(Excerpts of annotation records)
.....
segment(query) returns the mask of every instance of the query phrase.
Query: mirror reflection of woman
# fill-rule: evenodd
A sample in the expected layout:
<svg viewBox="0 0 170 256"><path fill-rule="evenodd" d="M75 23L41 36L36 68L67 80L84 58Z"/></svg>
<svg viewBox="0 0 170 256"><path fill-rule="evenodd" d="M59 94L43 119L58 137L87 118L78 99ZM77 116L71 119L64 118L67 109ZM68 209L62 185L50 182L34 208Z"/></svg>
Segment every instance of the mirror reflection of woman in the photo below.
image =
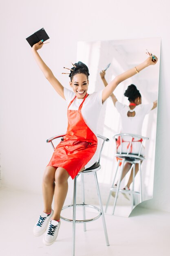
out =
<svg viewBox="0 0 170 256"><path fill-rule="evenodd" d="M70 85L73 91L64 88L38 53L43 44L41 40L33 46L33 56L45 77L68 105L67 130L64 141L55 148L45 170L42 181L44 208L33 228L35 236L45 233L43 243L50 245L55 242L58 234L60 213L68 191L68 178L71 176L74 179L79 172L88 168L89 163L91 166L97 161L93 157L97 144L97 124L103 103L121 82L137 74L137 70L141 71L155 64L157 60L153 63L149 57L135 68L117 76L102 91L88 94L89 74L86 65L79 62L68 69ZM55 111L54 110L54 114ZM62 121L58 120L59 125L60 122ZM91 162L92 159L93 162Z"/></svg>
<svg viewBox="0 0 170 256"><path fill-rule="evenodd" d="M157 60L157 58L156 59ZM106 72L104 70L102 70L100 73L103 83L105 86L107 87L108 84L105 79L105 74ZM142 105L141 104L141 97L139 91L133 84L131 84L128 86L128 88L125 91L124 95L128 98L128 100L129 101L128 106L119 102L113 93L112 93L111 95L114 105L120 115L121 120L121 133L136 134L141 136L141 128L144 118L146 115L148 114L150 110L157 107L157 101L148 104ZM129 138L129 140L130 140ZM129 143L129 141L127 142L128 140L128 137L125 137L124 140L125 141L123 143L122 147L124 150L126 150L127 151L127 147ZM134 138L130 153L133 154L139 153L141 142L141 139L140 140L137 137ZM120 141L119 137L117 141L117 150L118 151L119 151L119 147L120 145ZM144 155L144 148L142 148L141 154L143 155ZM126 162L125 164L123 170L121 181L130 170L131 166L132 164L130 163ZM139 164L135 164L135 176L138 171ZM132 180L133 173L132 172L131 172L127 183L123 189L130 190L130 187L132 182ZM117 186L117 184L116 183L114 184L114 187L116 188ZM126 198L129 199L128 194L126 193L123 193L123 194ZM115 197L115 192L113 191L112 195Z"/></svg>

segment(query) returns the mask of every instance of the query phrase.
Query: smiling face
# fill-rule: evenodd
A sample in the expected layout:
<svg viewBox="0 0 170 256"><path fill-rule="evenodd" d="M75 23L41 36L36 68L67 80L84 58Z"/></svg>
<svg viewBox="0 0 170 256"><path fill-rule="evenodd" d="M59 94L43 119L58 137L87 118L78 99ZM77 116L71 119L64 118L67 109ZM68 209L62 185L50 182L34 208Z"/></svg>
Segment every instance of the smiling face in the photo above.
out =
.....
From the rows above, gather each line that contains the string "every". Treat uppercase and lowercase letters as distinct.

segment(query) returns the mask of every instance of the query phrase.
Segment every instance of the mirror reflection of woman in the photo below.
segment(query) returns the mask of every instance of the query phrase.
Segment every instance of the smiling face in the photo above.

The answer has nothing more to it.